:: SELECTED EXCERPT ::
That “fair” changed me (and killed my pig friend), that “fair” wasn’t fair for anyone. The best thing I can say about me in reference to those sad things is that I never did it again. That next year in school, I quit FFA…which was unheard of there in those times. The FFA teacher hounded me throughout the year about my quitting. Looking back, I can see that it made him look bad, that I had quit FFA and he did not like it and he harried me many many times. It was an unpleasant last year of school…but I was not dead…but the pig friend I betrayed was dead.
Fairs are one of the many ways we transform betrayal and death and awfulness into occasions of celebration and fun. And innocent lives are snuffed out because of them…and we make ourselves, our children, into monsters and we tell ourselves that it is good. And then we wonder why so many things seem bad.
It was good that I quit FFA, it would have been ever so much better if I had not done an awful denial of a friend and a betrayal of both him and of myself. I failed him and I failed me and “fairs” are places where children are taught to betray and fail their friends and to betray and fail themselves. No, they are not places of fairness at all.
Thanks for writing this Cheryl.
What seems to me most awful is that 4-H and FFA do have plant-based projects, but that children who are drawn to animals probably are most likely to be drawn to their projects involving animals — which then teach those children to suppress their empathy for animals and to become more callous about killing.
Some of those children grow up to be parents who then, either forgetting their own tears or convinced that it is necessary to “toughen up,” put their own children into the program, thereby carrying the trauma into the next generation.
Just as with any other kind of social change, if we want to transform our rural economies and cultures, we will need to figure out how to stop the intergenerational transmission of hurtful ideas and practices.
And, as with any other kind of cultural change, pressure from the outside will be less effective than pressure from within. So… I REALLY want to know what people who grew up in those communities think about how we could extend solidarity to the animal-loving children in those communities, so that they will not have to suffer the trauma of the last two days of fair week.

Stored data entries:
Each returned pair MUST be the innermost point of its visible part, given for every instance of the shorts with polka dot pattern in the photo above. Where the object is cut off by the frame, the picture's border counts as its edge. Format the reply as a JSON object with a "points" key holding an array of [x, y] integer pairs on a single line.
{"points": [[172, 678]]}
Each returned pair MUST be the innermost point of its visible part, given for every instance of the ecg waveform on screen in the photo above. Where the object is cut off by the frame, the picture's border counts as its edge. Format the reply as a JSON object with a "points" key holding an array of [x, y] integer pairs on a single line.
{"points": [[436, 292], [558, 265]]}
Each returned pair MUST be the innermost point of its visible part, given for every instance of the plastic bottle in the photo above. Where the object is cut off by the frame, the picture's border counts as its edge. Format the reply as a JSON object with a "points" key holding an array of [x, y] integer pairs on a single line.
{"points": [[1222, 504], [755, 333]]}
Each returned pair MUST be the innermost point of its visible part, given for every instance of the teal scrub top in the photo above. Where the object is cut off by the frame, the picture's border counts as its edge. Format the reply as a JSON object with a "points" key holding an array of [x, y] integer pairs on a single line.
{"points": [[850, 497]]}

:: TASKS ::
1. Answer these questions from the passage about livestock fairs:
(a) Which organization did the writer quit during the next year of school?
(b) Who harried the writer throughout that year about quitting?
(c) Besides animal projects, what kind of projects do 4-H and FFA have?
2. Carry on the passage about livestock fairs from the point where it stops.
The stored data entries have no part in this work.

:: RESULTS FOR EACH TASK ::
1.
(a) FFA
(b) The FFA teacher
(c) Plant-based projects

2.
My heart goes out to both of you and to your dear cow and pig friends — and to all the 4H and FFA “products.” I say “products” because these organizations commodify not only the innocent nonhumans babies, but the innocent human children, too.
Being forced to kill animals with one’s own hands is what mind-control victims are made to do; it permits their hearts to harden and their minds to “turn off,” so to speak. And it prepares them to do any cruel and gory act they are “ordered” by their “handlers” to do throughout their lifetimes.
One way out of this oppression and repressed guilt and sorrow might be to listen to the little voice inside assuring us that our innate love for all beings (ourselves included) is stronger, deeper, more powerful and more permanent than any and all acts we committed when we were not in our “right mind.”
Pure love, such as the kind expressed daily at VINE sanctuary, can wash away all tears of regret and guilt and shame and sorrow.
I understand why your gentle heart cannot (and wouldn’t want to) forget your special friend, veganelder. And yet I sense that the love you feel for that pig and for all creatures outweighs all other feelings to the contrary. May your joy in their goodness (and your own goodness) be a reminder that love (and its attendant peace) cannot EVER be taken from you by anyone. Love is indelible, eternal. Love lasts. Love — and Love alone — is Life.